■ Passage
>> Begin

Chemistry: Rate equation to predict rate of change of concentration of reactants and products.
Archaeology: Carbon dating.
Web: Content ranking, Click prediction.

And we have lots of tools to perform differentiation using computers. Today, there are Domain Specific Languages like MatLab, R, Julia & Wolfram, and General-purpose Programming Languages like C++ and Python which have extensions to do differentiation. However, when thought about in the context of mainstream software development, they suffer two problems.

Firstly, to make the discussion easier, let’s pick a specific area and programming language, say Supervised ML and Python. There is a dichotomy in thought and code when we think about where our classical programs end and supervised “intelligence” begins today. For instance, where do TensorFlow SavedModels and pickled PyTorch models fit in our software? At best, we can think of them as opaque learned functions with rigid expectations on inputs and outputs. As a software developer if I have to modify their functionality a little bit, there is a completely different set of tools and terminology I have to work with – let’s call it the Software 2.0 workflow. This dichotomy shows through right from the code, to the developers’ perception, the surrounding workflow, inter-team coordination and bubbles up all the way to the job listings from companies (like SWE, SWE-ML, ML-SWE, Research Engineer, Applied Scientist in ML etc.) and university courses/programs.

Secondly, today’s Supervised ML frameworks are too complex and have too many assumptions built in. The latter can be worked around by using more granular components of the framework like TensorFlow. The argument on complexity still remains. When I got introduced to ML, I was astounded at the level of complexity in systems like Tensorflow and PyTorch. What are they? Libraries/runtimes/programming languages? Even before I answered those questions, I had gotten used to the workflow and deferred thinking about it. Over time I realized that bringing together the core pieces required for mainstream machine learning is very, very hard. As this blog from Julia team puts it, machine learning is heavy on numerics, derivatives and parallelism which explains the complexity in developing ML systems of today.

In that backdrop, it is exciting to see a coherent suite for ML coming together in Python. There is always numpy to take care of the numerics. Recent developments in well-thought Automatic Differentiation libraries can take care of the derivatives and parallelism aspects while also allowing programming flexibility by differentiating through constructs like variables, loops and conditionals. Woohoo! Ok, what can we do with this capability?

>> End

■ Stored rows

>> Begin

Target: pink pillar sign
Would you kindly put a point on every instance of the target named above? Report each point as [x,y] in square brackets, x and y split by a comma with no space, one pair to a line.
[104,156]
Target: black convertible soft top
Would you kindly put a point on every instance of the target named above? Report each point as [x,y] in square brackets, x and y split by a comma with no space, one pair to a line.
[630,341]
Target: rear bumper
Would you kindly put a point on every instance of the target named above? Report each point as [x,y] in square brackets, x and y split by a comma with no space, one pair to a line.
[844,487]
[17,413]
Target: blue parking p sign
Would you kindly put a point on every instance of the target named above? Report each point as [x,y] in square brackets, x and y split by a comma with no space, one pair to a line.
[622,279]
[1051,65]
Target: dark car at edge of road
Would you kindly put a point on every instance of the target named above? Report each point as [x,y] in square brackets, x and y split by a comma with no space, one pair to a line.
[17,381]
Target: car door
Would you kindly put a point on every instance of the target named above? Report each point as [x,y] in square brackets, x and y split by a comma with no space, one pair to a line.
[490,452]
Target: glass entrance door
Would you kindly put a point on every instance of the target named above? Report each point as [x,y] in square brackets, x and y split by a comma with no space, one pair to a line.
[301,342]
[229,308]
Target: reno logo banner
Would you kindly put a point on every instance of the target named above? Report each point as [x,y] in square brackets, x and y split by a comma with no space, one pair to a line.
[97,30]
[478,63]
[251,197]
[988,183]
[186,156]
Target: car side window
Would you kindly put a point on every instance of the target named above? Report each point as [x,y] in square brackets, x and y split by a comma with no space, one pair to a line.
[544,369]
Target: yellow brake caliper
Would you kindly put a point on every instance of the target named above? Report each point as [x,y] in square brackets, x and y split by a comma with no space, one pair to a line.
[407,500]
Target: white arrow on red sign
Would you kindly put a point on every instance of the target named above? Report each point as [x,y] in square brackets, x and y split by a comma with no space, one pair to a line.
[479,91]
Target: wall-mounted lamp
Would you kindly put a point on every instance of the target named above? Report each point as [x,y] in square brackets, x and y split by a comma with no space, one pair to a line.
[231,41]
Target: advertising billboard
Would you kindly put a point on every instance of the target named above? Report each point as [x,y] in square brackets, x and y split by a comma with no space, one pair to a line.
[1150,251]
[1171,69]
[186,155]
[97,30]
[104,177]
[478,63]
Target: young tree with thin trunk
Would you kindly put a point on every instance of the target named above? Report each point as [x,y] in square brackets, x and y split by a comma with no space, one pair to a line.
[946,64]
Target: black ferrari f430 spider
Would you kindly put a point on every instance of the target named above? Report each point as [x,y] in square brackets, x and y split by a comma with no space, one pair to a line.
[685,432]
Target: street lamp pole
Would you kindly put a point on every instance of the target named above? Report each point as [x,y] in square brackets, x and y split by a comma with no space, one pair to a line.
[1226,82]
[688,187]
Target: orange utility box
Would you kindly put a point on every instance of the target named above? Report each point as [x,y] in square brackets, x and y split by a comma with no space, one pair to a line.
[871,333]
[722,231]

>> End

■ Goal
Name every Domain Specific Language that the passage about differentiation tools lists.

■ Exercise output
MatLab, R, Julia, Wolfram